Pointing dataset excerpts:
··········
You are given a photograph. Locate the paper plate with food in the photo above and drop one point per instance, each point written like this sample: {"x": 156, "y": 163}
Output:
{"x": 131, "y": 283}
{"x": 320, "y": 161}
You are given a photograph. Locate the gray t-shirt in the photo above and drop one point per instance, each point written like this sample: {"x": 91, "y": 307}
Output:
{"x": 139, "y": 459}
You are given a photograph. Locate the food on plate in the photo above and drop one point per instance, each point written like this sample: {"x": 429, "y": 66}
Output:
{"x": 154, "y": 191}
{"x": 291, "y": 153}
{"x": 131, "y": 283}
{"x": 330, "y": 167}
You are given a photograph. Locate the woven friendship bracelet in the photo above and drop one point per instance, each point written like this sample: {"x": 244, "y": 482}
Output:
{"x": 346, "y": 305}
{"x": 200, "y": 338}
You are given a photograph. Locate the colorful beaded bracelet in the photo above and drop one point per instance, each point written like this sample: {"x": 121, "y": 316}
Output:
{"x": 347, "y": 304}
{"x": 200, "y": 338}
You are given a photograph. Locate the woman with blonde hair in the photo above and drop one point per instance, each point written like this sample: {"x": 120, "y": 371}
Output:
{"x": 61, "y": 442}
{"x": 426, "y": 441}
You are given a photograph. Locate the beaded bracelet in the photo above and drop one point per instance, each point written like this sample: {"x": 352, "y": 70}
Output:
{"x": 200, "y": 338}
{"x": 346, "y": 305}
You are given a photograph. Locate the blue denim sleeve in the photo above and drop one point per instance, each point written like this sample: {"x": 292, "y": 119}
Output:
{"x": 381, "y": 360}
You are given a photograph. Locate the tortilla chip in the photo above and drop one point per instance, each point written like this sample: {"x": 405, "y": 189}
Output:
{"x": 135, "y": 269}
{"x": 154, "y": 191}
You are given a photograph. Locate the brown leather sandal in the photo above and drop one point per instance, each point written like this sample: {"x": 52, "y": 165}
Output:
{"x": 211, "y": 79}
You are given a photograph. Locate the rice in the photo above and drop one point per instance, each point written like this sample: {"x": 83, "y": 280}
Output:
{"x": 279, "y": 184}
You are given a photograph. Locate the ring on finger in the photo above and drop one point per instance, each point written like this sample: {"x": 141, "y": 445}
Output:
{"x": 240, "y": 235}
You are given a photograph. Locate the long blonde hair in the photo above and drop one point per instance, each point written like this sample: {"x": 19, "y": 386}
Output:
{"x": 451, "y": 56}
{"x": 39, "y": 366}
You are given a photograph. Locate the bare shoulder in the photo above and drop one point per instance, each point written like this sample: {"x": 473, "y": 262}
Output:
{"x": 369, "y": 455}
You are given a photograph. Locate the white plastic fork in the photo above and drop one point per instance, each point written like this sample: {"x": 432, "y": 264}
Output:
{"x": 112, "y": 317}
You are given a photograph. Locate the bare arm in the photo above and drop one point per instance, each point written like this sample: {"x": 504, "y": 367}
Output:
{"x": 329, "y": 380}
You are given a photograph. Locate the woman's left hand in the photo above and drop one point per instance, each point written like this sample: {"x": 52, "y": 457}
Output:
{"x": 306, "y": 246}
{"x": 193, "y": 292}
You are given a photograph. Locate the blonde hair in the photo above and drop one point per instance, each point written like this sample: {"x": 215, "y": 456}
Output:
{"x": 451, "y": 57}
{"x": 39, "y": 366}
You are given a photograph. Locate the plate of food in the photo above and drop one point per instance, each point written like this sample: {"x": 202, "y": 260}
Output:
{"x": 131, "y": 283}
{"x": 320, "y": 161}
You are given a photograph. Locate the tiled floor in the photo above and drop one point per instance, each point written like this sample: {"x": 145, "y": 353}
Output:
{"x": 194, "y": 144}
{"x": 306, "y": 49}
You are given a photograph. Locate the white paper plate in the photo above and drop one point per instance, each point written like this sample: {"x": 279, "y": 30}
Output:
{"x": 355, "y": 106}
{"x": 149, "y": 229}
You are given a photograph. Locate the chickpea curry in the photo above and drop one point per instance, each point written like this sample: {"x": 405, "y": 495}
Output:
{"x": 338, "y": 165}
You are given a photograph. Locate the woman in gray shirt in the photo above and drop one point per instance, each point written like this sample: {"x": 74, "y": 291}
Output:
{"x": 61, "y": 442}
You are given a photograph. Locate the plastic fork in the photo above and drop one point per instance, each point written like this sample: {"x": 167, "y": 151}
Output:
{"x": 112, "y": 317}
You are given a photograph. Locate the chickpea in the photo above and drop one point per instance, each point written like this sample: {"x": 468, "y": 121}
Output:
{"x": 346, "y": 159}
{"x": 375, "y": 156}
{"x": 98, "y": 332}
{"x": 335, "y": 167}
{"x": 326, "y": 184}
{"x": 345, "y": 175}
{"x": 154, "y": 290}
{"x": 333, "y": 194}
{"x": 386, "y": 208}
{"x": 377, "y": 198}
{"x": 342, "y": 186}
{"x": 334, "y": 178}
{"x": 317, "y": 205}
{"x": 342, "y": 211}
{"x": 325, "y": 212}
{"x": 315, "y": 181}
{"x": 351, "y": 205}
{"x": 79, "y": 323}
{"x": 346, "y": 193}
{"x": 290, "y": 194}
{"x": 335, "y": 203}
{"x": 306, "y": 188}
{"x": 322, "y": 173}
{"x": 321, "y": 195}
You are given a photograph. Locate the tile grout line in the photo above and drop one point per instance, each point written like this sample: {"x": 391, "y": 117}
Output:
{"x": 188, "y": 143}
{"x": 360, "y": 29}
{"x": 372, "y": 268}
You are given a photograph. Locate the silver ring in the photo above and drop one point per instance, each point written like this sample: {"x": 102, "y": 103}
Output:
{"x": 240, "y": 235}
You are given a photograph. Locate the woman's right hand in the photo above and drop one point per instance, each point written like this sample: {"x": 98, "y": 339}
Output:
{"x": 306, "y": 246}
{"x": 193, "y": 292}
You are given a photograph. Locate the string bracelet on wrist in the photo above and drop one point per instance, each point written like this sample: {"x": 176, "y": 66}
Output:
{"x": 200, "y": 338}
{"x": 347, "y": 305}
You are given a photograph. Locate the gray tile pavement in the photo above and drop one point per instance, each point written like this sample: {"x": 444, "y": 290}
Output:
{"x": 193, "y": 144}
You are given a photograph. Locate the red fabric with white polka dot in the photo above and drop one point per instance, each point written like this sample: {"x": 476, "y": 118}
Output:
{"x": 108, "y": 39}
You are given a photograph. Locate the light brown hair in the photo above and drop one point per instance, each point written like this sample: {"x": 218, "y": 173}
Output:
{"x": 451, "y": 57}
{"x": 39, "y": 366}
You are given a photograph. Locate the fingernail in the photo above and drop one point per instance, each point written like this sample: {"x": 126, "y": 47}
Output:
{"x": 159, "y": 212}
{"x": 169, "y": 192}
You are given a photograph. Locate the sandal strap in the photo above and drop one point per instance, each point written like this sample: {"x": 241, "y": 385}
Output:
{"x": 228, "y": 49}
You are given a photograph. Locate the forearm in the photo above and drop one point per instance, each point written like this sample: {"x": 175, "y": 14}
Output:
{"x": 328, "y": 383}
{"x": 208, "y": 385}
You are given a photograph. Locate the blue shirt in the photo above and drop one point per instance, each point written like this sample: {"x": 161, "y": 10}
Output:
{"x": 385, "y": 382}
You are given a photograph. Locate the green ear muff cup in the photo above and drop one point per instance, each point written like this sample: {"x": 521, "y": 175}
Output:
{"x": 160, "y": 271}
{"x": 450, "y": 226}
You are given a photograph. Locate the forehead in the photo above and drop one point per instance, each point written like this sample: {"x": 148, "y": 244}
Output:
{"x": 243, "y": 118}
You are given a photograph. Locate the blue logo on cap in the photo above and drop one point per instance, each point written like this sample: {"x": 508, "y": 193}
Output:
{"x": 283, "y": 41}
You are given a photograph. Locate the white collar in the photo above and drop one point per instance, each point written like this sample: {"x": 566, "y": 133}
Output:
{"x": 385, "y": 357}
··········
_Required task:_ Copy exactly the lines above, from the one containing "You are given a photograph. Locate the forehead" through the very last line.

_Result of this task:_
You are given a photograph. Locate the forehead in the photo above and drop one point per instance, each point written like this sample: {"x": 148, "y": 244}
Output:
{"x": 243, "y": 118}
You are given a photograph. Locate the blue logo on cap in the photo above and drop one point per instance, each point written like this sample: {"x": 508, "y": 193}
Output:
{"x": 283, "y": 41}
You are given a photograph. Locate the white collar in the photo above and drop one point per instance, each point written like this sample: {"x": 566, "y": 133}
Output:
{"x": 385, "y": 357}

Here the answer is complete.